*Extract to read:*
-------------------------

When I feel I'm behind, I'll let you know.

 

I mean, come on - even if you can't see that the camera is, as andrewluke observed, exaggerating the ranges, it's perfectly obvious those aren't 40 or 50 yard birds by the amount of lead he's giving them.

 

I don't doubt that whoever this guy is, he can shoot and he can probably shoot 50+ yard driven grouse and then some. I've got no argument with his obvious ability. What I'm saying is that that video does not prove the point that you and others are trying to make, because it doesn't contain any clear evidence of 50+ yard birds being shot with clay loads.

 

Let's be generous to your cause here - a grouse at full pelt doesn't fly much slower than a wood pigeon. A 40-yard woodie at decent speed needs 20-odd feet of lead to put the pattern on it when the shot gets there. Nowhere in that film did the shooter put the shot that far in front of a bird and knock it down.

 

There were a couple of birds that went round the sides and were shot there or behind. The bird shot at 2:42 where the loader has to duck is a good example. Even that bird, reasonably far out, probably only got 6' to 10' of lead and it was effectively a perpendicular crosser by the time the shooter turned to face it. Allowing that the grouse might fly slightly slower than a woodie, and therefore need less lead, it's still not a 40-yard bird. It isn't difficult to see the evidence either - you can see the hit and the shot cloud and he takes it so smoothly that you almost have time to count the number of bird lengths between the bird and the angle of the muzzles without having to freeze-frame it. It isn't 20', or even close, unless you're going to try and persuade me that a grouse in flight is 4' from beak to tail? Bloody big grouse if so.

-------------------------

Location identification items
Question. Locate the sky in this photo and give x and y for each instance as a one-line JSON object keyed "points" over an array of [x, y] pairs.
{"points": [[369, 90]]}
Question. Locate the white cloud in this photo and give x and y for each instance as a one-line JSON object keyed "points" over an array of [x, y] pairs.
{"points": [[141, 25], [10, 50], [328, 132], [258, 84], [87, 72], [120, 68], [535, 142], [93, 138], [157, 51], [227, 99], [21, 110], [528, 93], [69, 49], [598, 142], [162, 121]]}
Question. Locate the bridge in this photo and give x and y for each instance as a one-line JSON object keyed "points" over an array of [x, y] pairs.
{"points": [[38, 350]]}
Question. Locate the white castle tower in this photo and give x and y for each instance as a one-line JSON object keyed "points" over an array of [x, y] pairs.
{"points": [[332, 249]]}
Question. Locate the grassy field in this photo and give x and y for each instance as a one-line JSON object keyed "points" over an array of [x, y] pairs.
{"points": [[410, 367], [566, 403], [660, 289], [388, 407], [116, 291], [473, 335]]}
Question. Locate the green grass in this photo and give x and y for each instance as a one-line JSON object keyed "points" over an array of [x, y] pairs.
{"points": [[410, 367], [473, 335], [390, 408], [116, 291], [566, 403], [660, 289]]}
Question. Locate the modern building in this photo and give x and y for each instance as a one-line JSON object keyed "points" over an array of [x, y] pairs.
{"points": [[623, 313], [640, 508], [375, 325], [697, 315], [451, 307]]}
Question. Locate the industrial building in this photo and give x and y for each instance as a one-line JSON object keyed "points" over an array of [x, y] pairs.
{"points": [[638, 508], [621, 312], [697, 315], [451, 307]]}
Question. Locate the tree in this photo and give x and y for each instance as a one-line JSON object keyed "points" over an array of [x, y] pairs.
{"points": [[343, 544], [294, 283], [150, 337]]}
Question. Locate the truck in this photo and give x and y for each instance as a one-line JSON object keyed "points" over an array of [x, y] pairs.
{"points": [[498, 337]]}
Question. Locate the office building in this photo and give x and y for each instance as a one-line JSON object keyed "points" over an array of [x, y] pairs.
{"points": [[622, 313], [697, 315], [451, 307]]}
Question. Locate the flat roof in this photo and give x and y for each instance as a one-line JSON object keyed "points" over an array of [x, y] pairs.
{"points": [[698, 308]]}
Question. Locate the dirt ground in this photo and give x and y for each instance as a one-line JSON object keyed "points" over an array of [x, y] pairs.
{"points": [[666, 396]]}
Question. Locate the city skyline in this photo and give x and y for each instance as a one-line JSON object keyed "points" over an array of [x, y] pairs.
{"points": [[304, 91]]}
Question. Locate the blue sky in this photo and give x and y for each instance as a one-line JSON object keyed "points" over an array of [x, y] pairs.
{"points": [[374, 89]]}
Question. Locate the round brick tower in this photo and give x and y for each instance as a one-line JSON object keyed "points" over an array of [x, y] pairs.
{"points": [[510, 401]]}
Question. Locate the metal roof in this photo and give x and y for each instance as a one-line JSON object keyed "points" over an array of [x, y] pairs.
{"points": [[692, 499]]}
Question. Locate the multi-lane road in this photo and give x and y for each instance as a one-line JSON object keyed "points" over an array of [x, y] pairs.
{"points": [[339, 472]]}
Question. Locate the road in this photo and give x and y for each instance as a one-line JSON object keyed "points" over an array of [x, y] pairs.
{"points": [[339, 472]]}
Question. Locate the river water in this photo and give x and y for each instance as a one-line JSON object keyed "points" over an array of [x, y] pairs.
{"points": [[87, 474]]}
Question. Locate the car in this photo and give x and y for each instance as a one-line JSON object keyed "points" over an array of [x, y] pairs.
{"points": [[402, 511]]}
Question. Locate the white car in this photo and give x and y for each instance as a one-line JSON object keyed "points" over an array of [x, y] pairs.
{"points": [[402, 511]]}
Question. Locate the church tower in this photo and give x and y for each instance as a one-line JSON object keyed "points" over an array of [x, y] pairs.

-------------------------

*Requests:*
1. Using the post about the grouse video, decide whether each statement agrees with it. Answer yes or no for each, and quote the words of the post that settle it.
(a) The writer questions whether the shooter has real ability.
(b) At 2:42 the loader has to duck.
(c) The writer says a 40-yard woodie at decent speed needs about 10 feet of lead.
2. Rewrite this part of the records as a Markdown table with the columns Row and Line. Give each line its own row number and skip blank lines. Start at the line containing "Question. Locate the car" and end at the last line of the records, including both ends.
The text and the records have no connection to each other.

*Solutions to the exercise:*
1.
(a) No. "I've got no argument with his obvious ability."
(b) Yes. "The bird shot at 2:42 where the loader has to duck is a good example."
(c) No. "A 40-yard woodie at decent speed needs 20-odd feet of lead to put the pattern on it when the shot gets there."

2.
| Row | Line |
|---|---|
| 1 | Question. Locate the car in this photo and give x and y for each instance as a one-line JSON object keyed "points" over an array of [x, y] pairs. |
| 2 | {"points": [[402, 511]]} |
| 3 | Question. Locate the white car in this photo and give x and y for each instance as a one-line JSON object keyed "points" over an array of [x, y] pairs. |
| 4 | {"points": [[402, 511]]} |
| 5 | Question. Locate the church tower in this photo and give x and y for each instance as a one-line JSON object keyed "points" over an array of [x, y] pairs. |